## Begin PAGE TEXT

Also, the big bang is NOT the cause of the universe, but rather a description of the rapid expansion immediately following the beginning of time. We do not yet have an explanation for the cause of the universe or even if it makes sense to use the word "cause" in its traditional sense. It might actually make more sense to say that the universe just came into existence without a cause. However, we don't know at this point in time.

Quote:
Originally Posted by Ceol View Post

I don't believe in that interpretation of the Christian bible, but I can understand that being some of the many reasons why people stray away from religion in general.
Boy, am I ever doing a lot of nitpicking today. It is not an interpretation that the bible is anti-gay. It says straight out that homosexuality is a sin, and it does so in more than one place. It also condones slavery, says that women can't talk in church or teach, and that it is okay for a man to be polygamous.

## End PAGE TEXT

▶ [REQUIRED ACTIONS]:
a. Decide whether each statement agrees with the forum post, answering yes or no and quoting the exact words that decide it: (i) The big bang is the cause of the universe. (ii) The cause of the universe is not yet explained. (iii) The bible calls homosexuality a sin in only one place.
b. Answer these questions from the forum post, one per line:
(i) What is the big bang described as?
(ii) Who posted the quoted passage?
(iii) What does the bible say women can't do?

## Begin DATA SHOWN

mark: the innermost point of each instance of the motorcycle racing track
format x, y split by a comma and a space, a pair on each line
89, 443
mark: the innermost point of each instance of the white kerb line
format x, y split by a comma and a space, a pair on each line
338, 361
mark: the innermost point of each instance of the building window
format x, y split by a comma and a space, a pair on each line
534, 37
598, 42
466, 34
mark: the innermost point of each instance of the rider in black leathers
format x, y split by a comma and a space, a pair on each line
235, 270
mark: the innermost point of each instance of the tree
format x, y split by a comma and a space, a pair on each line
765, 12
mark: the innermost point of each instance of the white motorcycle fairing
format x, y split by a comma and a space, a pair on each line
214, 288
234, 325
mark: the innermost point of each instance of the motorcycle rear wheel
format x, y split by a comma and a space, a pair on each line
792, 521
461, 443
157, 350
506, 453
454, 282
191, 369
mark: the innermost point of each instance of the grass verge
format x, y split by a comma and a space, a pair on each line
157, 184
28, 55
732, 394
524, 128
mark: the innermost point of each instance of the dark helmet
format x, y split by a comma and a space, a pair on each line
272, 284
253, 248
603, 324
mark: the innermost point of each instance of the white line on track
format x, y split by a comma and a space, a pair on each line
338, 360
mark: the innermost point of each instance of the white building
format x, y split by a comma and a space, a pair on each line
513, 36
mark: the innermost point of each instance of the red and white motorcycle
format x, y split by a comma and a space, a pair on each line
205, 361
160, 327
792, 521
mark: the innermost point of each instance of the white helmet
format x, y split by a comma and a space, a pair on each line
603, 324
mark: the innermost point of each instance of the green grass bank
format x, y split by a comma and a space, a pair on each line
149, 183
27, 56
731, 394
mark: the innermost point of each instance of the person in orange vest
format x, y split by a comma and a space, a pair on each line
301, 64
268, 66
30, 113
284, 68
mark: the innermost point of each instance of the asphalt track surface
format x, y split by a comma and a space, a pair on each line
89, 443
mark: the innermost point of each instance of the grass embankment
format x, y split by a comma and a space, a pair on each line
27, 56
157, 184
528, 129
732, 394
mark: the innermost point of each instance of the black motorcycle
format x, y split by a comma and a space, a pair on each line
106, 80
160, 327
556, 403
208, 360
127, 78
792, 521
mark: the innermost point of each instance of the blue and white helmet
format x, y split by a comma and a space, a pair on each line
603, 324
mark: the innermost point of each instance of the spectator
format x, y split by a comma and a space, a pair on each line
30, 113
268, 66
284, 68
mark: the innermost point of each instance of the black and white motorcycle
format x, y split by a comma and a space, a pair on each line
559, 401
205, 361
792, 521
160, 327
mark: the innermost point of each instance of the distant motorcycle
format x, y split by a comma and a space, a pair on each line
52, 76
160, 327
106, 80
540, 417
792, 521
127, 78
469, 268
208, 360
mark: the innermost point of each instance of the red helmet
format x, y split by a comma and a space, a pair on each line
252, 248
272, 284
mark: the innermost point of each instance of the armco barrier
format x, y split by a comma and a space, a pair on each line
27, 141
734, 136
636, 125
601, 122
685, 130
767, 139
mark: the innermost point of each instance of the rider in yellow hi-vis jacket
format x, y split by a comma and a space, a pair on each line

## End DATA SHOWN

▶ [SOLUTIONS FOR EACH TASK]:
a.
(i) No: "the big bang is NOT the cause of the universe"
(ii) Yes: "We do not yet have an explanation for the cause of the universe"
(iii) No: "it does so in more than one place"

b.
(i) A description of the rapid expansion immediately following the beginning of time.
(ii) Ceol.
(iii) Talk in church or teach.